Exercise: I would like you to print all the records below exactly as they are.

Data records:
----------

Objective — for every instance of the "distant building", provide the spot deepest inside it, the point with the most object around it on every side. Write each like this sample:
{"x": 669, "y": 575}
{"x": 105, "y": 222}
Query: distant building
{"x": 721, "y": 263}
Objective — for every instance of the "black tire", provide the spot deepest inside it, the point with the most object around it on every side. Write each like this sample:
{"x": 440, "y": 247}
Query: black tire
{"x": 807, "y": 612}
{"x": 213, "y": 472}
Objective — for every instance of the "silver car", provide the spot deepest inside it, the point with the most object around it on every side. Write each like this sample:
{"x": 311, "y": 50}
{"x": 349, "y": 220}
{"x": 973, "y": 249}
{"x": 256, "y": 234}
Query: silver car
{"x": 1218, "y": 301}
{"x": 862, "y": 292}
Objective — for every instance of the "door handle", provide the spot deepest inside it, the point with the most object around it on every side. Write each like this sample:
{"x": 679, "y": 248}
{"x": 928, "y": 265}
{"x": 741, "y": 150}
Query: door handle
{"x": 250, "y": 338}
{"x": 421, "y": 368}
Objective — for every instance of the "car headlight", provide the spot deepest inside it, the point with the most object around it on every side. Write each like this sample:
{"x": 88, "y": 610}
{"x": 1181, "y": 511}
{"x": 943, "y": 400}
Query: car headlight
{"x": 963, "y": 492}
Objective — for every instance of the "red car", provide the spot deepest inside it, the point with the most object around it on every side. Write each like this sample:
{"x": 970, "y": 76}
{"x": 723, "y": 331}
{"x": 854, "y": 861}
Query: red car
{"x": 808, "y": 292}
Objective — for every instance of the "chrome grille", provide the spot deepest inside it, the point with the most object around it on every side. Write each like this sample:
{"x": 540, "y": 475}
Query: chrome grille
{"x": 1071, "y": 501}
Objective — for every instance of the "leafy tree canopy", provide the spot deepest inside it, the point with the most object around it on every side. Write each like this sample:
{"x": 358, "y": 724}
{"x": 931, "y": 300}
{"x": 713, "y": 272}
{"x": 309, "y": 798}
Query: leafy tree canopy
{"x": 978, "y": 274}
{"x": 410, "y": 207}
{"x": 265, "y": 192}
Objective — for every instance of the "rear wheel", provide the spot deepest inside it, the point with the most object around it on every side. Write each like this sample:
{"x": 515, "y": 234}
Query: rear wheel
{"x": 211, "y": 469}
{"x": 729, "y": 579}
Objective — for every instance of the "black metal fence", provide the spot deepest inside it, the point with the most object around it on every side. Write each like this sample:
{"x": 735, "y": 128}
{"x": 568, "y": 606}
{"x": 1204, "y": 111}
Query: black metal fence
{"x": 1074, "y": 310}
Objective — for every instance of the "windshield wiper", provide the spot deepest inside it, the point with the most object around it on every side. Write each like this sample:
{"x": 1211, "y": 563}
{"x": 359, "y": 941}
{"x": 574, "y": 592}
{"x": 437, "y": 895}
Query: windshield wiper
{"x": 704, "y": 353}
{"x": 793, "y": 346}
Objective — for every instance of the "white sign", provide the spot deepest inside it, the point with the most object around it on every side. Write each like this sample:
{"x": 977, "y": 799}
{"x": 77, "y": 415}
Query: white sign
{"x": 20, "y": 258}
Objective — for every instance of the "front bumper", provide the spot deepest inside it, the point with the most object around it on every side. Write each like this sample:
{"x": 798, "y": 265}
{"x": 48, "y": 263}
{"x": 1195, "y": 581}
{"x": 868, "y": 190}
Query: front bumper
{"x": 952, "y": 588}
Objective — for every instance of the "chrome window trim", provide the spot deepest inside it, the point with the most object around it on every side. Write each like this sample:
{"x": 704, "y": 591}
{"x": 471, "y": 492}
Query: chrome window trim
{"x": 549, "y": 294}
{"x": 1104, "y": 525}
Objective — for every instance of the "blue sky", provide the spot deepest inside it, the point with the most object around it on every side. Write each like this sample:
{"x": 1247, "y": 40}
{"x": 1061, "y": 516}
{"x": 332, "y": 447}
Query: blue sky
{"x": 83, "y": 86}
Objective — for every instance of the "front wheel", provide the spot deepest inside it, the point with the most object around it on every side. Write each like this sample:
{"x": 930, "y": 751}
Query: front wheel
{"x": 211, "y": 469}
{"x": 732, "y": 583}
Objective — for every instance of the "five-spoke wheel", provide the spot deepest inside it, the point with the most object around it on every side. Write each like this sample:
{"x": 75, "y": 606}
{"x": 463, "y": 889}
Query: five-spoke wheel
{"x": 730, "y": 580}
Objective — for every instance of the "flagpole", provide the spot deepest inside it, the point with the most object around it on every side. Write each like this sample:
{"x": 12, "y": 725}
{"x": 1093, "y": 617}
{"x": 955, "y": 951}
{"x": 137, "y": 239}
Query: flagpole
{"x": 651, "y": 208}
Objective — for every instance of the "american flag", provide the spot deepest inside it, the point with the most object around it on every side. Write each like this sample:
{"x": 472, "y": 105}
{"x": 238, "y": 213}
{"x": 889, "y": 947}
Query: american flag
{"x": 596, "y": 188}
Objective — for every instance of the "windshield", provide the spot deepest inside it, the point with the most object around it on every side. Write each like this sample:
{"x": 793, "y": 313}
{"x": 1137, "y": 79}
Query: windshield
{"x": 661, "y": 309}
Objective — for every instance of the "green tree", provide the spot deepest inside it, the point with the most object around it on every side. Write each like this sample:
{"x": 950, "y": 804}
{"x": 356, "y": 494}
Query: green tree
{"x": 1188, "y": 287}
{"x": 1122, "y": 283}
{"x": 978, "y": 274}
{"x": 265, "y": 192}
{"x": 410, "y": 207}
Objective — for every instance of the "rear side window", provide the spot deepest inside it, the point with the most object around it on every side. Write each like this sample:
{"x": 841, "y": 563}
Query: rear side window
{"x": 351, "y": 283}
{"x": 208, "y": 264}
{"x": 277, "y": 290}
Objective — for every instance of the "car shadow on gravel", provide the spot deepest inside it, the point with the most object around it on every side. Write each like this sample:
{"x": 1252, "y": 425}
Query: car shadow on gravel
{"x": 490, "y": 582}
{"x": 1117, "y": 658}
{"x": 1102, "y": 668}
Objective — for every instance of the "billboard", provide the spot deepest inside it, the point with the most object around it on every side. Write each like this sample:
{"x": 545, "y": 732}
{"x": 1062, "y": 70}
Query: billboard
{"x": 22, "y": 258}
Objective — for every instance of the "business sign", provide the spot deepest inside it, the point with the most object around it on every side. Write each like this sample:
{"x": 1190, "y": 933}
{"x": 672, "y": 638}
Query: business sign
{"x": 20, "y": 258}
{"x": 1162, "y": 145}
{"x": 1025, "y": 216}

----------

Answer to the problem:
Objective — for every instance of the "distant building", provide the spot deepest inside it, the point with the most object around it on every side. Write each like this sample:
{"x": 669, "y": 575}
{"x": 105, "y": 222}
Query: distant building
{"x": 721, "y": 263}
Objective — for every instance of the "black tire", provide the spot deepest inside it, the point with the most object around it on every side. Write each like this sample:
{"x": 440, "y": 247}
Query: black tire
{"x": 807, "y": 612}
{"x": 213, "y": 472}
Objective — for every instance of the "silver car", provide the spot deepest inside it, the point with the most object around it on every side. Write each like this sample:
{"x": 311, "y": 50}
{"x": 349, "y": 220}
{"x": 973, "y": 249}
{"x": 256, "y": 234}
Query: silver car
{"x": 1218, "y": 301}
{"x": 862, "y": 292}
Objective — for every instance of the "door handle", provide the spot deepest inside it, the point with the most object around it on every side. Write each like this sample:
{"x": 679, "y": 248}
{"x": 928, "y": 265}
{"x": 741, "y": 150}
Query: door handle
{"x": 250, "y": 338}
{"x": 421, "y": 368}
Objective — for every instance of the "car headlight", provide the spot deepest inside it, the point with the most object around it on every side. Write each like this sample:
{"x": 88, "y": 610}
{"x": 1181, "y": 511}
{"x": 943, "y": 400}
Query: car headlight
{"x": 963, "y": 492}
Objective — for every instance of the "red car", provide the spot deepest inside it, the point with the most object around it on every side. Write each like this sample:
{"x": 970, "y": 76}
{"x": 723, "y": 331}
{"x": 854, "y": 861}
Query: red car
{"x": 808, "y": 292}
Objective — for every instance of the "chrome grille", provide the spot deepest inside it, the point with the most object around it on every side. Write each like this sample:
{"x": 540, "y": 475}
Query: chrome grille
{"x": 1071, "y": 501}
Objective — for every instance of the "leafy tree canopy", provide the spot deepest inside it, the point with the most object around it on every side. Write each like this sample:
{"x": 358, "y": 724}
{"x": 931, "y": 300}
{"x": 713, "y": 272}
{"x": 309, "y": 798}
Query: leafy tree canopy
{"x": 978, "y": 274}
{"x": 410, "y": 207}
{"x": 265, "y": 192}
Objective — for every instance of the "rear wheel", provide the spot deepest inside it, the point with the most object around it on every side. Write each like this sample:
{"x": 515, "y": 234}
Query: rear wheel
{"x": 211, "y": 469}
{"x": 729, "y": 579}
Objective — for every instance of the "black metal fence", provide the spot deepest inside it, the point with the most object around it on every side. Write each like this sample:
{"x": 735, "y": 128}
{"x": 568, "y": 606}
{"x": 1204, "y": 111}
Query: black metal fence
{"x": 1074, "y": 310}
Objective — for every instance of the "windshield wiper", provide the spot deepest inside it, the point with the most object around it on every side. Write each like this sample:
{"x": 1211, "y": 563}
{"x": 359, "y": 941}
{"x": 574, "y": 592}
{"x": 437, "y": 895}
Query: windshield wiper
{"x": 704, "y": 353}
{"x": 793, "y": 346}
Objective — for every instance of the "white sign", provide the spot deepest inside it, the point with the most object around it on every side. Write each like this sample:
{"x": 977, "y": 799}
{"x": 77, "y": 415}
Query: white sign
{"x": 20, "y": 258}
Objective — for every instance of the "front bumper", provide the spot deepest inside it, the point with the most object around it on every side. Write each like this sample:
{"x": 798, "y": 265}
{"x": 48, "y": 263}
{"x": 1195, "y": 581}
{"x": 868, "y": 190}
Query: front bumper
{"x": 952, "y": 588}
Objective — for every instance of the "chrome window trim", provide the spot deepest inside it, the point with the most object around it on every side. Write each like this sample:
{"x": 704, "y": 591}
{"x": 471, "y": 492}
Query: chrome window trim
{"x": 549, "y": 294}
{"x": 1104, "y": 525}
Objective — for every instance of the "blue sky", provide the spot deepest inside it, the point with the most object around it on every side. Write each like this sample:
{"x": 1247, "y": 40}
{"x": 1061, "y": 516}
{"x": 332, "y": 447}
Query: blue sky
{"x": 83, "y": 86}
Objective — for every instance of the "front wheel", provide the spot deepest inside it, the point with the most object around it on every side. Write each like this sample:
{"x": 930, "y": 751}
Query: front wheel
{"x": 211, "y": 469}
{"x": 732, "y": 583}
Objective — for every instance of the "five-spoke wheel", provide the spot deepest inside it, the point with the most object around it on every side. Write each like this sample:
{"x": 75, "y": 606}
{"x": 463, "y": 889}
Query: five-spoke wheel
{"x": 730, "y": 580}
Objective — for every instance of the "flagpole", provide the spot deepest inside it, the point with the most object around it on every side. Write each like this sample:
{"x": 12, "y": 725}
{"x": 1093, "y": 617}
{"x": 955, "y": 951}
{"x": 137, "y": 239}
Query: flagpole
{"x": 651, "y": 208}
Objective — for every instance of the "american flag", provide the spot deepest inside it, the point with the most object around it on every side. Write each like this sample:
{"x": 472, "y": 105}
{"x": 238, "y": 213}
{"x": 889, "y": 947}
Query: american flag
{"x": 596, "y": 188}
Objective — for every instance of the "windshield", provide the spot deepest inside it, the point with the most object around it on every side. Write each like this sample:
{"x": 793, "y": 313}
{"x": 1137, "y": 79}
Query: windshield
{"x": 661, "y": 309}
Objective — for every instance of the "green tree", provide the spot deepest inside it, the point with the most object around it on every side. Write each like this sample:
{"x": 950, "y": 804}
{"x": 356, "y": 494}
Query: green tree
{"x": 1188, "y": 287}
{"x": 1122, "y": 283}
{"x": 978, "y": 274}
{"x": 265, "y": 192}
{"x": 410, "y": 207}
Objective — for every instance of the "rear side window", provide the spot deepest inside it, the point with the most object around it on every side. Write each like this sample:
{"x": 841, "y": 563}
Query: rear side window
{"x": 351, "y": 283}
{"x": 208, "y": 264}
{"x": 277, "y": 290}
Objective — for every instance of the "car shadow on gravel", provide the spot deepest inside it, the point with the most object around it on every side. Write each like this sample:
{"x": 1252, "y": 425}
Query: car shadow on gravel
{"x": 490, "y": 582}
{"x": 1117, "y": 658}
{"x": 1102, "y": 668}
Objective — for every instance of the "billboard", provide the spot deepest inside it, the point with the most object around it on every side. Write each like this sample:
{"x": 545, "y": 732}
{"x": 1062, "y": 70}
Query: billboard
{"x": 22, "y": 258}
Objective — for every instance of the "business sign", provide the spot deepest inside it, the point with the most object around it on every side. Write each like this sample:
{"x": 1190, "y": 933}
{"x": 672, "y": 638}
Query: business sign
{"x": 20, "y": 258}
{"x": 1162, "y": 145}
{"x": 1025, "y": 216}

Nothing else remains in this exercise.